El mal llamado “impuesto a la riqueza”, es en realidad, un tributo de carácter confiscatorio, que atenta contra la inversión, la incorporación de tecnología y la creación de empleo, en un momento en que la Argentina lo necesita desesperadamente. Es decir que, en un intento de resolver el enorme déficit fiscal, producto de sostener un gasto público que no sólo no se aminoró durante la crisis sino, por el contrario, crece día a día, afectaría irremediablemente los recursos que hoy tiene el sector agropecuario para motorizar la economía y alcanzar el crecimiento a mediano y largo plazo.

Contrariamente a lo que se promociona, este impuesto no impactará solo en las grandes fortunas, dado que es un impuesto que grava a los activos, incluso aquellos afectados a la producción, y no tiene en cuenta la eventual existencia de deudas generadas para su incorporación al patrimonio. Ello hace que, en un gran porcentaje de los casos, los afectados por este impuesto, lejos de estar en una situación holgada, deban desprenderse de activos claves como maquinaria agrícola o incluso tierras para poder hacer frente al nuevo gravamen. También afectará la capacidad de invertir en paquetes tecnológicos adecuados, lo que disminuirá los rindes, la cosecha y, por tanto, la capacidad del sector para producir alimentos para abastecer los mercados internos y externos.

- _CON ESTA INFORMACIÓN_
**A.** Según el texto sobre el impuesto a la riqueza, ¿contra qué atenta este tributo? Enumera todo lo que menciona.
**B.** Prosigue el texto sobre el impuesto a la riqueza a partir de su última oración.

- _DATOS DE ORIGEN_

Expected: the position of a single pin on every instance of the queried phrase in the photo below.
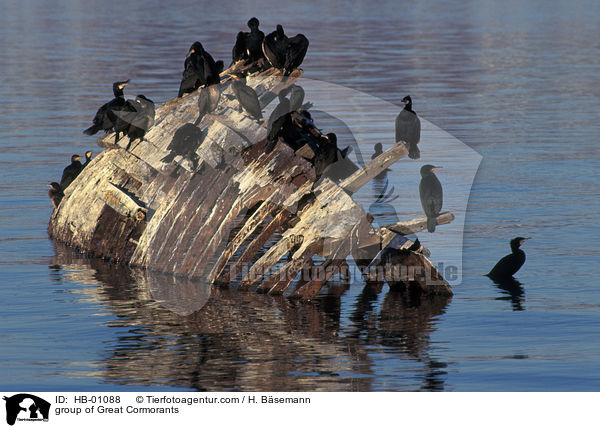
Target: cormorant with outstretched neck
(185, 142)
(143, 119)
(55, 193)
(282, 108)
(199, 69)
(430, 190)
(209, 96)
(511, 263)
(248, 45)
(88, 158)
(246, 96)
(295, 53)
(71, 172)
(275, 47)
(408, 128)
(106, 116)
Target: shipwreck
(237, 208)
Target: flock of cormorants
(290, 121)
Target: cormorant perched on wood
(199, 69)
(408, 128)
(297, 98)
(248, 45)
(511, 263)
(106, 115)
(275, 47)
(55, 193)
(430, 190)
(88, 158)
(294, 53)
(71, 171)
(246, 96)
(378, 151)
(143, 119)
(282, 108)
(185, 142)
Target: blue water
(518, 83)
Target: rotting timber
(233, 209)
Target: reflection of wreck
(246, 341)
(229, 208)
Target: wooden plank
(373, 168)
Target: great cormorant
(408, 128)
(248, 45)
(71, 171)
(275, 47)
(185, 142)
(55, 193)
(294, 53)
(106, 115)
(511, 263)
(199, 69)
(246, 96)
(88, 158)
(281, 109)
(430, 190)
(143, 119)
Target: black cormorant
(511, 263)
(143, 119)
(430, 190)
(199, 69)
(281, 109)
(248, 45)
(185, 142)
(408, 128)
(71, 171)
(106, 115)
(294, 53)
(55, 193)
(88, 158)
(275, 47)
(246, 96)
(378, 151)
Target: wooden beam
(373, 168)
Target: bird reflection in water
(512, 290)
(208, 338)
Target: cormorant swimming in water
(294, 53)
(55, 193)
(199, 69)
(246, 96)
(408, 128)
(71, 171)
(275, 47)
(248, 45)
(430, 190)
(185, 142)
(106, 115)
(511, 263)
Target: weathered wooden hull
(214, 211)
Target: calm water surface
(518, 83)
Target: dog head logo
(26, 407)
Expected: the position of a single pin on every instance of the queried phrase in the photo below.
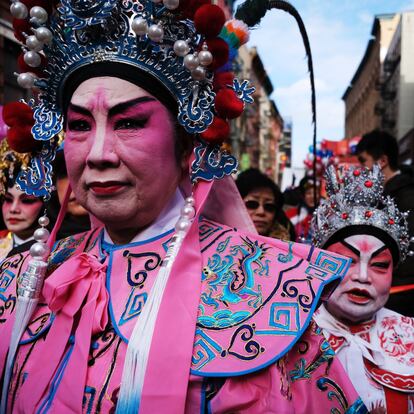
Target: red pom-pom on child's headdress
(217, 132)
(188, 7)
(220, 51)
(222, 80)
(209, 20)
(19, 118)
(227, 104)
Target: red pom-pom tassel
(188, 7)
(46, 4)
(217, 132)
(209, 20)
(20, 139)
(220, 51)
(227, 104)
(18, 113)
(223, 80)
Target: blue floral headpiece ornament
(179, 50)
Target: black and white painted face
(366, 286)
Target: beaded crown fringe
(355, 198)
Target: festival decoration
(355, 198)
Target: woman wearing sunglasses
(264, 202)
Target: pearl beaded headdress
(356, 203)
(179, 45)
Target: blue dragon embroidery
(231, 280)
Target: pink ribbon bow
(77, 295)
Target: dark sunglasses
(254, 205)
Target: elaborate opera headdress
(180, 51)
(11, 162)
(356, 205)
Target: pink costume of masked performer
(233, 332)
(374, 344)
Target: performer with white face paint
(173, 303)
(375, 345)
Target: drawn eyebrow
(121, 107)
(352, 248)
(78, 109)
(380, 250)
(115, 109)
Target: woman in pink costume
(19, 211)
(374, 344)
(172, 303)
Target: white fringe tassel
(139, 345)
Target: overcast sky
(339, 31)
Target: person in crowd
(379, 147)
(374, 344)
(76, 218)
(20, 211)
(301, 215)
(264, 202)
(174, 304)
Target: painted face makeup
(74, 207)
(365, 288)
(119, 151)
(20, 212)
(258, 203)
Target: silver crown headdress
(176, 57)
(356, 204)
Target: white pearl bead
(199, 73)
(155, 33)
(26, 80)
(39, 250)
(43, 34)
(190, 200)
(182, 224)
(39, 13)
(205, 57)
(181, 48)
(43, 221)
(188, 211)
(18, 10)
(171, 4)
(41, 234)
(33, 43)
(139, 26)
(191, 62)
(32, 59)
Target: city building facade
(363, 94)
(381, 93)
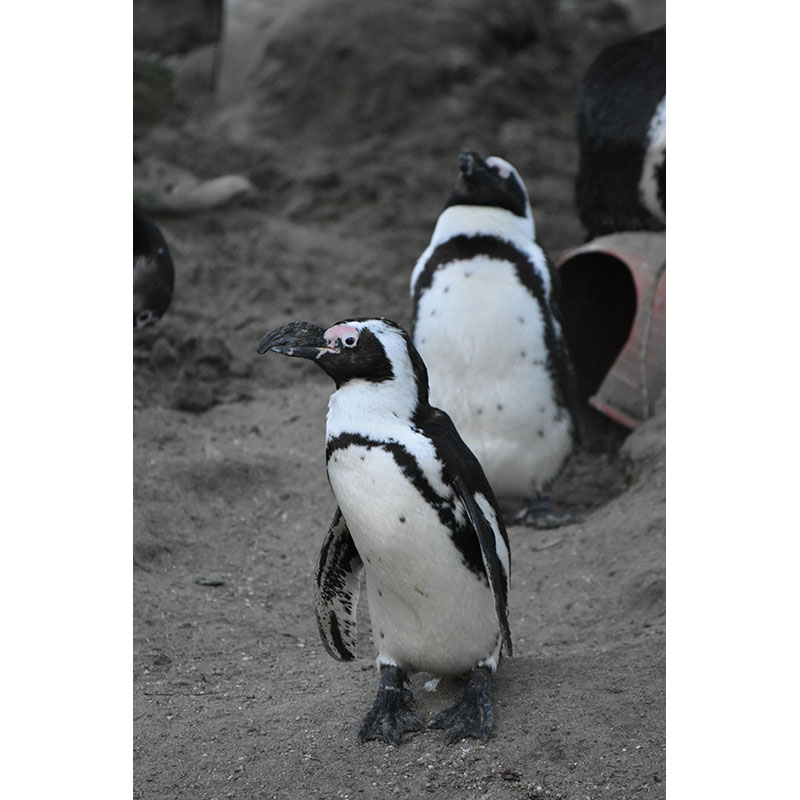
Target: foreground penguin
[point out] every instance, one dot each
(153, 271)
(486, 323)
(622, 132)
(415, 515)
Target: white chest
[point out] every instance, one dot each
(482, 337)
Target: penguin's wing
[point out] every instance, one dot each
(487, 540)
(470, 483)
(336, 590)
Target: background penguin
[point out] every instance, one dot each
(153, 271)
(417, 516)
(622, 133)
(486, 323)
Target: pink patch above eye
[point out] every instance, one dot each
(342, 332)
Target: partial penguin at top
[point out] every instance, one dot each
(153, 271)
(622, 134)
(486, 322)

- _RESPUESTAS ESPERADAS_
**A.**
- La inversión
- La incorporación de tecnología
- La creación de empleo

**B.**
En definitiva, este “aporte” es en realidad un verdadero impuesto a los activos, de asignación específica, que afectará la liquidez de los individuos y de las pymes de todo el país de todos los sectores de la economía.

Una de las principales contradicciones del impuesto es que, por un lado, se promueve la capacidad del sector agroindustrial de exportar y generar empleo y, por el otro, se lo castiga con un nuevo impuesto que compromete sus activos y su capacidad exportadora y generadora de empleo. Por si fuera poco, es contrario al federalismo, ya que al no ser coparticipable genera nuevas trasferencias de recursos desde las economías provinciales al poder central, lo que implica una ecuación costo-beneficio negativa para las provincias.

Y lo que es más grave aún: su título es engañoso, ya que solo el 20% de lo producido por el impuesto se destinaría en forma exclusiva a gastos vinculados con la pandemia. Precisamente, en un momento en que nuestro país requiere recuperar la credibilidad y previsibilidad para atraer inversiones internas y externas que apuntalen su castigada economía y traccionen su recuperación de la crisis, este nuevo impuesto lo único que logra es minar la confianza y las expectativas a futuro.